In the material below, take the stretch from the line containing "In this exercise you will spot the front" through the line containing "<point>1189,252</point>" and write it out again, swapping "marker" for "dot" and changing nothing else.
-=-=-
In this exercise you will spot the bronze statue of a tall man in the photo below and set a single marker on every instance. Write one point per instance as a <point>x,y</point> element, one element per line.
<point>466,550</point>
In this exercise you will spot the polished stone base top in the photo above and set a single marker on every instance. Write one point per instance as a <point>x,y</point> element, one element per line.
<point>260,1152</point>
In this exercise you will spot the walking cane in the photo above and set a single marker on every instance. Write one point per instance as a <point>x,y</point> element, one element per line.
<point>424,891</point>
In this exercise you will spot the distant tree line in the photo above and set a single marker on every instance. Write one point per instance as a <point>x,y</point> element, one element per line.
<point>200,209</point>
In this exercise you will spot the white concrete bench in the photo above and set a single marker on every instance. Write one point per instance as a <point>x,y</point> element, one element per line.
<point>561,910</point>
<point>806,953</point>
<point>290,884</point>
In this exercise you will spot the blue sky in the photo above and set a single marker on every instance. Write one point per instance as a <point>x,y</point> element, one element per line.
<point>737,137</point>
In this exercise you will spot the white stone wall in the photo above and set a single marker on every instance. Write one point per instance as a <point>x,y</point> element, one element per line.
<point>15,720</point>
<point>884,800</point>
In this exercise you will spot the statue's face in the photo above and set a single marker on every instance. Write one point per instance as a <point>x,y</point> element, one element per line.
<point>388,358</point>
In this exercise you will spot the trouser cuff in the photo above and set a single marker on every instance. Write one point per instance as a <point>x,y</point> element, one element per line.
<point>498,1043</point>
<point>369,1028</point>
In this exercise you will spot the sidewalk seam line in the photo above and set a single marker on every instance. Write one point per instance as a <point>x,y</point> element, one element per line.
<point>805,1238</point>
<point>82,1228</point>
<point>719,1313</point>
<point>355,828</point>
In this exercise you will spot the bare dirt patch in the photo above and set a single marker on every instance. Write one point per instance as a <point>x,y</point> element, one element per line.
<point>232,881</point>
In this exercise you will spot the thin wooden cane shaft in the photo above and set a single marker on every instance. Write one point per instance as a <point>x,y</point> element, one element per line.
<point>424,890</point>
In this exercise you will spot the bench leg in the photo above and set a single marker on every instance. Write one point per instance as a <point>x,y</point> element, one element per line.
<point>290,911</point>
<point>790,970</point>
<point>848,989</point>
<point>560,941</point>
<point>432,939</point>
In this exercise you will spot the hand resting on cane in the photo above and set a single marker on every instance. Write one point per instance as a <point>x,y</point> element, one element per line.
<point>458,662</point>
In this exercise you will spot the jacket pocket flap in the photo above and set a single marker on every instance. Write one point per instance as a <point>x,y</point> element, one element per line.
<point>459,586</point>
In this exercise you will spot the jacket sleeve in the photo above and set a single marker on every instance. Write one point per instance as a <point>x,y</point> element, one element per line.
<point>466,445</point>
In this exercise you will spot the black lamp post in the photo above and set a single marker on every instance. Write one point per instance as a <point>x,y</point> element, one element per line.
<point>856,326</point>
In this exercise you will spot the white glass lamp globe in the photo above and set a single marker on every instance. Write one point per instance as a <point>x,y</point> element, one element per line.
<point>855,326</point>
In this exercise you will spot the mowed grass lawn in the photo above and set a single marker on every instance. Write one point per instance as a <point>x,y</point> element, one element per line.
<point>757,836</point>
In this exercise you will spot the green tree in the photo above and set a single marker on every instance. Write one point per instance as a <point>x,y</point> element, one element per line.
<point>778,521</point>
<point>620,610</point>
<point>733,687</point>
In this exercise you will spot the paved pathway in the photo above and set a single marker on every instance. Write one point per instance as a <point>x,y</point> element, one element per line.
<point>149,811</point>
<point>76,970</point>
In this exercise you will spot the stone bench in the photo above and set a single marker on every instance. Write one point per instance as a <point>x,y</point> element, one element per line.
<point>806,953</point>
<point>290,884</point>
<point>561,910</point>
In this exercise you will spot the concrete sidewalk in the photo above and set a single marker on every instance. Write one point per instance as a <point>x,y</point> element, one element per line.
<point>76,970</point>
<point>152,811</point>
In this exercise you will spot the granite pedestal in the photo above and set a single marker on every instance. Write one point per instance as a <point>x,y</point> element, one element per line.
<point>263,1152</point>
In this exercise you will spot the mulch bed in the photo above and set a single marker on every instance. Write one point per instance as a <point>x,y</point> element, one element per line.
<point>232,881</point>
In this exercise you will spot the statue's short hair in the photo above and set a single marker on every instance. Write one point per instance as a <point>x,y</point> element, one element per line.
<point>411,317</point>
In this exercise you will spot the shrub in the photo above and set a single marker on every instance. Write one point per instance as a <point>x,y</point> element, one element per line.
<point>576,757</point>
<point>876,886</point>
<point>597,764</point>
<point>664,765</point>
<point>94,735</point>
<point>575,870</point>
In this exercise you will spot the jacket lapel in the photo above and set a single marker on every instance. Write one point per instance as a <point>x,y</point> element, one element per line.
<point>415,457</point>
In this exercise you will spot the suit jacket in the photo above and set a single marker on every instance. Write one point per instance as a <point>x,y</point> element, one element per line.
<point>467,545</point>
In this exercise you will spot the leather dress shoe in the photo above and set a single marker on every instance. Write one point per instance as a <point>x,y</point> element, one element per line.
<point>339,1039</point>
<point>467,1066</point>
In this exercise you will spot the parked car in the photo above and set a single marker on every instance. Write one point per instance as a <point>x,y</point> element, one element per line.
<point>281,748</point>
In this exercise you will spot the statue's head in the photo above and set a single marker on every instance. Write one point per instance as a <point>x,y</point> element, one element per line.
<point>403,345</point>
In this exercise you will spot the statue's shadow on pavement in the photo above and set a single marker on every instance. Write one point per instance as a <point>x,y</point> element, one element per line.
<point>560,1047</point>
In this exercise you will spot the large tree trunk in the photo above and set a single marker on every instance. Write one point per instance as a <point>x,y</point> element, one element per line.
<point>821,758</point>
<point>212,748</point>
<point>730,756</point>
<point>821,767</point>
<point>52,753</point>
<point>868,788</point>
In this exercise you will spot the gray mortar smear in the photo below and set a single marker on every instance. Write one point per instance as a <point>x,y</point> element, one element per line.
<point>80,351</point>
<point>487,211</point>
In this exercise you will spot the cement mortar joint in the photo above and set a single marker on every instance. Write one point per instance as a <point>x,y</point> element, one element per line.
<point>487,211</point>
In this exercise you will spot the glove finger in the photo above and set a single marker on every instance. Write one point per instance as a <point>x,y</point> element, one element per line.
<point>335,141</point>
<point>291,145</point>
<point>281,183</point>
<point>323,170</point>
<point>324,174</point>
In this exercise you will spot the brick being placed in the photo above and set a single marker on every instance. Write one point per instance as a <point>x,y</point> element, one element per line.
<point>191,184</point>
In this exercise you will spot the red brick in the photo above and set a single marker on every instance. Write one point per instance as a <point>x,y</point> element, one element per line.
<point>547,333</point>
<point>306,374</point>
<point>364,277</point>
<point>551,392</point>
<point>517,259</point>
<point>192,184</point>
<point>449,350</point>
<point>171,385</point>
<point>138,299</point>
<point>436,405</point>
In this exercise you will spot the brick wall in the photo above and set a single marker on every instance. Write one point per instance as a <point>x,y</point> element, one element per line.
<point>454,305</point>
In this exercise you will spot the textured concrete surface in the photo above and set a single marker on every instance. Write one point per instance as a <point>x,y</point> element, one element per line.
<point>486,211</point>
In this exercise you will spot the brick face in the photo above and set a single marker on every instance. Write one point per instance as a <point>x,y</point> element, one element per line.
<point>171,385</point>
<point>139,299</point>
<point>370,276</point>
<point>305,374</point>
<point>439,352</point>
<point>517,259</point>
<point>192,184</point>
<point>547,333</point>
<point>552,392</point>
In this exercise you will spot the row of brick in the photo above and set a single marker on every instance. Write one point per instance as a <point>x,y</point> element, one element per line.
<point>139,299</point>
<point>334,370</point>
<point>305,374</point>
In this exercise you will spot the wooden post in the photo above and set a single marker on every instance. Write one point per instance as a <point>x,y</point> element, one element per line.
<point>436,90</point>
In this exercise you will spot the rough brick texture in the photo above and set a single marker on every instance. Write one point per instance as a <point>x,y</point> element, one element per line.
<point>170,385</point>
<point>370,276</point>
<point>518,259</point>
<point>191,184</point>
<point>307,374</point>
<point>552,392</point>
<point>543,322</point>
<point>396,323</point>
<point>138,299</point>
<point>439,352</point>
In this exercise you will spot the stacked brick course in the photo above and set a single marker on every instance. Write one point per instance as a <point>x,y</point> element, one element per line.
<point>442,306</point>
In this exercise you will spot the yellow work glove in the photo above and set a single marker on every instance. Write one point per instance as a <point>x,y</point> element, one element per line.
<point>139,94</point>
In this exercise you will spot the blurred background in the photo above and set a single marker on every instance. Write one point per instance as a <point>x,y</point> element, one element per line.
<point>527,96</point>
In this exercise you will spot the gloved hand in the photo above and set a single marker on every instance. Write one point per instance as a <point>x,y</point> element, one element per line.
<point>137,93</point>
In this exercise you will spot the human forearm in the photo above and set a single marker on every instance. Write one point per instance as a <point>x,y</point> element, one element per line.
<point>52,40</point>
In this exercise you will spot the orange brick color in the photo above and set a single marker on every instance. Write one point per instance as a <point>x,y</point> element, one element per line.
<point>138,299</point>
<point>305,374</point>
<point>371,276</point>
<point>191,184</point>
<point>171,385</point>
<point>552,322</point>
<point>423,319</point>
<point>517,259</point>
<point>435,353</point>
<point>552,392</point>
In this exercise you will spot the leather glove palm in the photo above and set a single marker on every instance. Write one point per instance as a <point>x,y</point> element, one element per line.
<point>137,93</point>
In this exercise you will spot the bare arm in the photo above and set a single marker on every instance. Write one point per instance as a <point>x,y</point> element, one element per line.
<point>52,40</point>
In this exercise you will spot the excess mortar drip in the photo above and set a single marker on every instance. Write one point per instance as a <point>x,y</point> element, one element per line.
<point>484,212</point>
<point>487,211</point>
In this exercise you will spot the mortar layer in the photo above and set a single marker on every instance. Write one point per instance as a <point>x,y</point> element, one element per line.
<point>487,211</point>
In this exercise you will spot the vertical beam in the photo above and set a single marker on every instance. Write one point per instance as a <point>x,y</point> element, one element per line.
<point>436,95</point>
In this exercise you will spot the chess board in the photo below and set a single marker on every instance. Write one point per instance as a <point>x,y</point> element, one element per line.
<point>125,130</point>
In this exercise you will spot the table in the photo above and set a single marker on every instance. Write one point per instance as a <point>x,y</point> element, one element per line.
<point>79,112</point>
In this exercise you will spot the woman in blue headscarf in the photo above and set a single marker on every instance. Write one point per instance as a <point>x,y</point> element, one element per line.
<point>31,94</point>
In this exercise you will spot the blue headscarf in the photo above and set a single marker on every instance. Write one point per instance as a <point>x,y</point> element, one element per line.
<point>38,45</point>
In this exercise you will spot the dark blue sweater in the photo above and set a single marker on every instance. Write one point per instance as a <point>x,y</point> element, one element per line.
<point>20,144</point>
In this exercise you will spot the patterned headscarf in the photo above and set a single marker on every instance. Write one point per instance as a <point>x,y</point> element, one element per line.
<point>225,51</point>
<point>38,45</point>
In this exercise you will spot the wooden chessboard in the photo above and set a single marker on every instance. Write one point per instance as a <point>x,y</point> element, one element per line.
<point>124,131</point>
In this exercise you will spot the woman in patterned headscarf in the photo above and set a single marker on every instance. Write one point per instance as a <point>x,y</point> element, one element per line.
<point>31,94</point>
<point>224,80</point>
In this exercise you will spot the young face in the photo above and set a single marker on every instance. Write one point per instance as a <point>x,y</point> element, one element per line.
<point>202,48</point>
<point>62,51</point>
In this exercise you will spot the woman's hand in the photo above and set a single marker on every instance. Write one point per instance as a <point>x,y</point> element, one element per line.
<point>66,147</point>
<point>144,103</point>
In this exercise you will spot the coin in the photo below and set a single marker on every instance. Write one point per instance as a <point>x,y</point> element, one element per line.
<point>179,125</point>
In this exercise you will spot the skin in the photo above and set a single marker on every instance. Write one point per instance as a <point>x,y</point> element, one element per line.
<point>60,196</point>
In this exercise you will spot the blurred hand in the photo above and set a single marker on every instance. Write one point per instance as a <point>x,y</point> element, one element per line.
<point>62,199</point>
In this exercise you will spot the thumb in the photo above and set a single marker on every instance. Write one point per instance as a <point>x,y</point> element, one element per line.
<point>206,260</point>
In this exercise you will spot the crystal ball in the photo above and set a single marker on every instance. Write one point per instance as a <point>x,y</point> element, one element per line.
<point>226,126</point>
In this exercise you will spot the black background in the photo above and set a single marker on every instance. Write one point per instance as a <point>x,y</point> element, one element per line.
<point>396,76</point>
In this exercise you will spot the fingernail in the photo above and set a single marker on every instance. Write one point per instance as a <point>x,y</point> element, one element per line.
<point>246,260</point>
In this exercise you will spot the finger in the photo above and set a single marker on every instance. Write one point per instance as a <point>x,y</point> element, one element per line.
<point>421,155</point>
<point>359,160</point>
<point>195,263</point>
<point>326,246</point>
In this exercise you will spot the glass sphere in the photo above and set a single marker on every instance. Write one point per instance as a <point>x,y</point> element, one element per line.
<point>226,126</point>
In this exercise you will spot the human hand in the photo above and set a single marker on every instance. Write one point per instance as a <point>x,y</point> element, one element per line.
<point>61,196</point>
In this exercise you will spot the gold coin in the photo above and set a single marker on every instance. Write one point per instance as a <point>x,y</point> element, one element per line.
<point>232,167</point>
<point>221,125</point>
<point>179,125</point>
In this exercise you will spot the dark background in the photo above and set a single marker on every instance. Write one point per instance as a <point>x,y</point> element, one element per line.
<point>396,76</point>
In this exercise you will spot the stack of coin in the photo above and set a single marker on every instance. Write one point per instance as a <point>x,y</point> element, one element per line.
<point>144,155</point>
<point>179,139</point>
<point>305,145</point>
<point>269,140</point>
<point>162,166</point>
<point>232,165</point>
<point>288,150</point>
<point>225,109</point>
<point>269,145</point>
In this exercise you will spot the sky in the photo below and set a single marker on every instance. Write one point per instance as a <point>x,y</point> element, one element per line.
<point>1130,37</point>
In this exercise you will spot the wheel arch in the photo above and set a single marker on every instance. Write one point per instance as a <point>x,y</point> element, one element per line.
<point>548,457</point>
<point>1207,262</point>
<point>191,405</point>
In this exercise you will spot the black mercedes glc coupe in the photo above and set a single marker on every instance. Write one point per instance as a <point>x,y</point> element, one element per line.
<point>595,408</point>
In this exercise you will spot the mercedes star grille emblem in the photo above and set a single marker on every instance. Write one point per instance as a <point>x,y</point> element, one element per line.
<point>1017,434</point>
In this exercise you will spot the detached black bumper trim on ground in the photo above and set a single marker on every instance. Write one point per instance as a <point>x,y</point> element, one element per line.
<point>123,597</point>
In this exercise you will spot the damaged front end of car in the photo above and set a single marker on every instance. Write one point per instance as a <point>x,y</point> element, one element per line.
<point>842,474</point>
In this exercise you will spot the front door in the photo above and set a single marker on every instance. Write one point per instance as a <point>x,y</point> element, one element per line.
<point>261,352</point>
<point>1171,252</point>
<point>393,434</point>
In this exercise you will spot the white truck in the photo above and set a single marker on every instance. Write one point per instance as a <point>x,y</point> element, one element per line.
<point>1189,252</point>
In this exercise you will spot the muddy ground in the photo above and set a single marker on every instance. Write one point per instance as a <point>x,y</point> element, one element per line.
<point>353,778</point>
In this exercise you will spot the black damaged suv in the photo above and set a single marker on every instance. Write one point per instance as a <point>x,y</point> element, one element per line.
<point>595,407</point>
-=-=-
### EXERCISE OUTPUT
In this exercise you will spot the front door in the photo above and set a single dot on every instance. Write one point per instance as a <point>x,y</point> element, one element per line.
<point>261,352</point>
<point>1171,252</point>
<point>393,434</point>
In this exercise you will spot the white truck in the photo above and set a single dot on every instance. Write one point per instance as a <point>x,y</point> element, one element per line.
<point>1189,252</point>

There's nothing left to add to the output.